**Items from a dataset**
○ ○ ○ ○ ○ ○ ○

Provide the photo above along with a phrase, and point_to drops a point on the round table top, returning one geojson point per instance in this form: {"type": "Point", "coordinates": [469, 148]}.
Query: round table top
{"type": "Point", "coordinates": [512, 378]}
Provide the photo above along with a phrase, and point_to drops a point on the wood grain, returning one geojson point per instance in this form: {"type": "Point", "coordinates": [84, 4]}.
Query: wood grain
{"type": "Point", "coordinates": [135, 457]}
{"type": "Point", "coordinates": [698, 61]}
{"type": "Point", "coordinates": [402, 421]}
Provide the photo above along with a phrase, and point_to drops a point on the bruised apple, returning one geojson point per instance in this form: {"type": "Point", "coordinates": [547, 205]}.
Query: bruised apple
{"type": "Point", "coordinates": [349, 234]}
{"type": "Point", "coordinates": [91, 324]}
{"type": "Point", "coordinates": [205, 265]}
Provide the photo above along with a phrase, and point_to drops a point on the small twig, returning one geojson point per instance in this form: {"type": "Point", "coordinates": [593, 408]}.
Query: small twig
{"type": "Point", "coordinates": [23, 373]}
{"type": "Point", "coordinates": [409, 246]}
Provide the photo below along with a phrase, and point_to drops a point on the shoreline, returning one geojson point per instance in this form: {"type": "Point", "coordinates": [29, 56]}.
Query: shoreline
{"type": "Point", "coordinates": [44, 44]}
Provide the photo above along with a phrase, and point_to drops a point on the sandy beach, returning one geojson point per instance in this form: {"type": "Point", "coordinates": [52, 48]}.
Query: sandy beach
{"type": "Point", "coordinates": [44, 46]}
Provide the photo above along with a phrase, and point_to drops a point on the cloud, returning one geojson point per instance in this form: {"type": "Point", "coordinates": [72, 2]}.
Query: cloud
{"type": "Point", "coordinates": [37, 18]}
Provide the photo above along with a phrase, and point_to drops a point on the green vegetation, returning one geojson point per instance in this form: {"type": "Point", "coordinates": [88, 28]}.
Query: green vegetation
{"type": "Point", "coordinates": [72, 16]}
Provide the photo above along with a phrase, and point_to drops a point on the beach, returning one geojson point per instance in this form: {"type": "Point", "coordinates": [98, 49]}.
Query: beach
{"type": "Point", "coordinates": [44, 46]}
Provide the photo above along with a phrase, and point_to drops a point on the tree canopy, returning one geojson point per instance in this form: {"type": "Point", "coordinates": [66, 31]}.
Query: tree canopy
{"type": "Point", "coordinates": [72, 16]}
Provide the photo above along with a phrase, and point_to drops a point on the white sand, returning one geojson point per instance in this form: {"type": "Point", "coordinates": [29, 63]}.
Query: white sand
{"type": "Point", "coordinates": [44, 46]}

○ ○ ○ ○ ○ ○ ○

**PROMPT**
Write out these rows again with every "point_to" changed to "place_marker". Leave all other text as it is.

**COMPLETE ANSWER**
Provide the photo above along with a phrase, and place_marker drops a point on the round table top, returning one geojson point per instance in this form: {"type": "Point", "coordinates": [469, 148]}.
Query: round table top
{"type": "Point", "coordinates": [512, 378]}
Provide the photo above along with a phrase, and place_marker drops a point on the wood grain, returning one geojson point per instance in this form: {"type": "Point", "coordinates": [84, 4]}.
Query: wood grain
{"type": "Point", "coordinates": [135, 457]}
{"type": "Point", "coordinates": [698, 61]}
{"type": "Point", "coordinates": [402, 421]}
Provide the photo above along with a phrase, and place_marker drops a point on the bruised apple, returning one geojson point per instance in this form: {"type": "Point", "coordinates": [547, 205]}.
Query: bruised apple
{"type": "Point", "coordinates": [349, 234]}
{"type": "Point", "coordinates": [91, 324]}
{"type": "Point", "coordinates": [205, 265]}
Provide the photo above along with a phrase, and place_marker drops a point on the small twig, returning one geojson point per instance in this form: {"type": "Point", "coordinates": [593, 408]}.
Query: small twig
{"type": "Point", "coordinates": [23, 373]}
{"type": "Point", "coordinates": [409, 246]}
Provide the photo below along with a phrase, and place_marker drops a point on the shoreline, returning one geojson point per instance in this form: {"type": "Point", "coordinates": [29, 56]}.
Query: shoreline
{"type": "Point", "coordinates": [44, 44]}
Provide the photo above along with a phrase, and place_marker drops a point on the sandy beach, returning one geojson point per instance in this form: {"type": "Point", "coordinates": [52, 48]}.
Query: sandy beach
{"type": "Point", "coordinates": [44, 46]}
Provide the photo above along with a phrase, and place_marker drops a point on the cloud, returning one geojson point per instance in this form: {"type": "Point", "coordinates": [72, 2]}.
Query: cloud
{"type": "Point", "coordinates": [37, 18]}
Provide the photo above along with a phrase, and place_marker drops a point on the green vegetation, returning one geojson point per instance in this form: {"type": "Point", "coordinates": [88, 28]}.
Query: green vegetation
{"type": "Point", "coordinates": [72, 16]}
Provide the photo above along with a phrase, and place_marker drops a point on the beach, returning one geojson point per instance in this form: {"type": "Point", "coordinates": [98, 49]}.
Query: beach
{"type": "Point", "coordinates": [44, 46]}
Provide the photo above along with a phrase, and place_marker drops a point on the tree canopy, returning one geojson point per instance in this form: {"type": "Point", "coordinates": [66, 31]}.
Query: tree canopy
{"type": "Point", "coordinates": [72, 16]}
Provide the photo above along with a phrase, and place_marker drops a point on the white sand, returning one geojson point per instance in this form: {"type": "Point", "coordinates": [29, 63]}.
Query: white sand
{"type": "Point", "coordinates": [44, 46]}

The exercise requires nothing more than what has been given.